For each entry below, write an exact copy and leave out the images.

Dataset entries
- Opening Delimiter -
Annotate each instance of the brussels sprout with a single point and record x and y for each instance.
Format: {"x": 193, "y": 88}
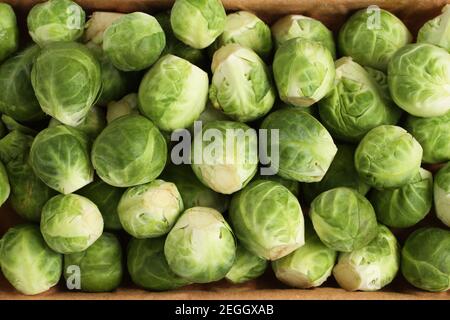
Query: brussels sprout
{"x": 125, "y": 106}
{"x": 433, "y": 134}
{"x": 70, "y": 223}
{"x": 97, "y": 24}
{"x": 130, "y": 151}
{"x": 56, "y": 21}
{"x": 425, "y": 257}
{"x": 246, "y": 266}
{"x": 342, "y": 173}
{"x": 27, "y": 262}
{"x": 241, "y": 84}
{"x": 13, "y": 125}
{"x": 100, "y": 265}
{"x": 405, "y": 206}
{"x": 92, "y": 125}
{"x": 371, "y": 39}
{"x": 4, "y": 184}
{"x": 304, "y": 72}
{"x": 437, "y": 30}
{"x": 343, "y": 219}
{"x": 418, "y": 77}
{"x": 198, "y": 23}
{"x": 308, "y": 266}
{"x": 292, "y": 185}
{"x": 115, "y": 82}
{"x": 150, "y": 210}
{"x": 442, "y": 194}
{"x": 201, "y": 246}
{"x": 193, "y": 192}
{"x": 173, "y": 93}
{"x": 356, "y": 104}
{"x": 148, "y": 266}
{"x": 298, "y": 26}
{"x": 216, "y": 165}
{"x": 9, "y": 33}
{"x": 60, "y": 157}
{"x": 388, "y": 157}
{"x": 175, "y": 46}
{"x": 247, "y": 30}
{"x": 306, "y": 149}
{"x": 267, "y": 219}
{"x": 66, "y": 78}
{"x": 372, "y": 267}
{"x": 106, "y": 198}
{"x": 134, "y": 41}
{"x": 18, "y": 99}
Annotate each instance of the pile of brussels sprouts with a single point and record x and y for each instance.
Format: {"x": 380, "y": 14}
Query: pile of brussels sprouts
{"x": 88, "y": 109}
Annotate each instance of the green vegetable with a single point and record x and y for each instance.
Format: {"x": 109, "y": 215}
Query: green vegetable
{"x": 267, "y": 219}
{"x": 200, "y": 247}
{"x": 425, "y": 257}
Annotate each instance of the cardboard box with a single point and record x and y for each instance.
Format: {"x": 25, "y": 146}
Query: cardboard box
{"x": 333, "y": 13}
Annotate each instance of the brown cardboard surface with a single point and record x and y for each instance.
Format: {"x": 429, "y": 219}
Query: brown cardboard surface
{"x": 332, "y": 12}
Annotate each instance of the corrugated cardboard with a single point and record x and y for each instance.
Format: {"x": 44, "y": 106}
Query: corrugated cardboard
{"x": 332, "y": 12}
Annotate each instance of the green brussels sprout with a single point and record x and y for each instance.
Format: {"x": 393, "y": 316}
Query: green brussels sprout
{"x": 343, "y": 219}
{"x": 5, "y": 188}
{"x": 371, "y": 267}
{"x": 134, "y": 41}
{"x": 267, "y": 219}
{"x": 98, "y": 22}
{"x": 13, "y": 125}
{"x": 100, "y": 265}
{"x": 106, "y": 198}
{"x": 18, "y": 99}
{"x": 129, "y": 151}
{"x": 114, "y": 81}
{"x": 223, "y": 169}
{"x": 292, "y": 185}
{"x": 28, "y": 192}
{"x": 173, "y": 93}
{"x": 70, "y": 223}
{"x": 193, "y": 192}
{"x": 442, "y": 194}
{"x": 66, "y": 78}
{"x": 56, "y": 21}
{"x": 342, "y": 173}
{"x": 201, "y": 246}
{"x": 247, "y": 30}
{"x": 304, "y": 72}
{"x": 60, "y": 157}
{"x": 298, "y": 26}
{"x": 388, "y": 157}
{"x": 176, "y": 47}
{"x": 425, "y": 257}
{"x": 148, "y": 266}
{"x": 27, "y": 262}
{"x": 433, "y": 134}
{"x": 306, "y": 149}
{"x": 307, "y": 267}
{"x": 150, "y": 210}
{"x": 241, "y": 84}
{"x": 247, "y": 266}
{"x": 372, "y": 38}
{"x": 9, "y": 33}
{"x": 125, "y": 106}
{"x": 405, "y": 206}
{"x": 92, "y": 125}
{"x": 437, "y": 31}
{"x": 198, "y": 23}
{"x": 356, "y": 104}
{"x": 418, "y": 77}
- Closing Delimiter -
▸ Exercise answer:
Annotate each instance of the brussels sprout with a single point and record x and y for each instance.
Format: {"x": 193, "y": 88}
Query: brussels sprout
{"x": 125, "y": 106}
{"x": 433, "y": 134}
{"x": 70, "y": 223}
{"x": 97, "y": 24}
{"x": 130, "y": 151}
{"x": 56, "y": 21}
{"x": 425, "y": 257}
{"x": 246, "y": 266}
{"x": 342, "y": 173}
{"x": 27, "y": 262}
{"x": 241, "y": 84}
{"x": 13, "y": 125}
{"x": 100, "y": 265}
{"x": 405, "y": 206}
{"x": 92, "y": 125}
{"x": 371, "y": 39}
{"x": 4, "y": 184}
{"x": 304, "y": 72}
{"x": 437, "y": 30}
{"x": 343, "y": 219}
{"x": 418, "y": 77}
{"x": 198, "y": 23}
{"x": 308, "y": 266}
{"x": 292, "y": 185}
{"x": 115, "y": 82}
{"x": 150, "y": 210}
{"x": 442, "y": 194}
{"x": 201, "y": 246}
{"x": 193, "y": 192}
{"x": 173, "y": 93}
{"x": 356, "y": 104}
{"x": 148, "y": 266}
{"x": 298, "y": 26}
{"x": 216, "y": 165}
{"x": 9, "y": 33}
{"x": 60, "y": 157}
{"x": 388, "y": 157}
{"x": 175, "y": 46}
{"x": 247, "y": 30}
{"x": 306, "y": 149}
{"x": 267, "y": 219}
{"x": 66, "y": 78}
{"x": 372, "y": 267}
{"x": 106, "y": 198}
{"x": 134, "y": 41}
{"x": 18, "y": 99}
Annotate each instance of the pile of brussels sprouts with a single point and record x and y for each instance.
Format: {"x": 380, "y": 14}
Query: pile of brussels sprouts
{"x": 88, "y": 109}
Annotate each instance of the green vegetable with a single point and record x and y for each instance.
Format: {"x": 109, "y": 215}
Query: green vegetable
{"x": 267, "y": 219}
{"x": 200, "y": 247}
{"x": 425, "y": 257}
Annotate each instance of the cardboard box with a single point and record x and y for each instance.
Format: {"x": 25, "y": 146}
Query: cardboard box
{"x": 333, "y": 13}
Annotate each instance of the brown cardboard surface with a single point and record x and y for each instance.
Format: {"x": 429, "y": 219}
Query: brown cardboard surface
{"x": 332, "y": 12}
Annotate each instance of the corrugated cardboard with a single point and record x and y for each instance.
Format: {"x": 44, "y": 106}
Query: corrugated cardboard
{"x": 332, "y": 12}
Annotate each instance of the green brussels sprout with a single point and record x and y for each instance.
Format: {"x": 393, "y": 316}
Query: green brussels sprout
{"x": 343, "y": 219}
{"x": 5, "y": 188}
{"x": 371, "y": 267}
{"x": 134, "y": 41}
{"x": 267, "y": 219}
{"x": 98, "y": 22}
{"x": 13, "y": 125}
{"x": 100, "y": 265}
{"x": 106, "y": 198}
{"x": 18, "y": 99}
{"x": 129, "y": 151}
{"x": 114, "y": 81}
{"x": 223, "y": 169}
{"x": 292, "y": 185}
{"x": 28, "y": 192}
{"x": 173, "y": 93}
{"x": 70, "y": 223}
{"x": 193, "y": 192}
{"x": 442, "y": 194}
{"x": 66, "y": 78}
{"x": 56, "y": 21}
{"x": 342, "y": 173}
{"x": 201, "y": 246}
{"x": 247, "y": 30}
{"x": 304, "y": 72}
{"x": 60, "y": 157}
{"x": 298, "y": 26}
{"x": 388, "y": 157}
{"x": 176, "y": 47}
{"x": 425, "y": 257}
{"x": 148, "y": 266}
{"x": 27, "y": 262}
{"x": 433, "y": 134}
{"x": 306, "y": 149}
{"x": 307, "y": 267}
{"x": 150, "y": 210}
{"x": 241, "y": 84}
{"x": 247, "y": 266}
{"x": 372, "y": 38}
{"x": 9, "y": 33}
{"x": 125, "y": 106}
{"x": 405, "y": 206}
{"x": 92, "y": 125}
{"x": 437, "y": 31}
{"x": 198, "y": 23}
{"x": 356, "y": 104}
{"x": 418, "y": 77}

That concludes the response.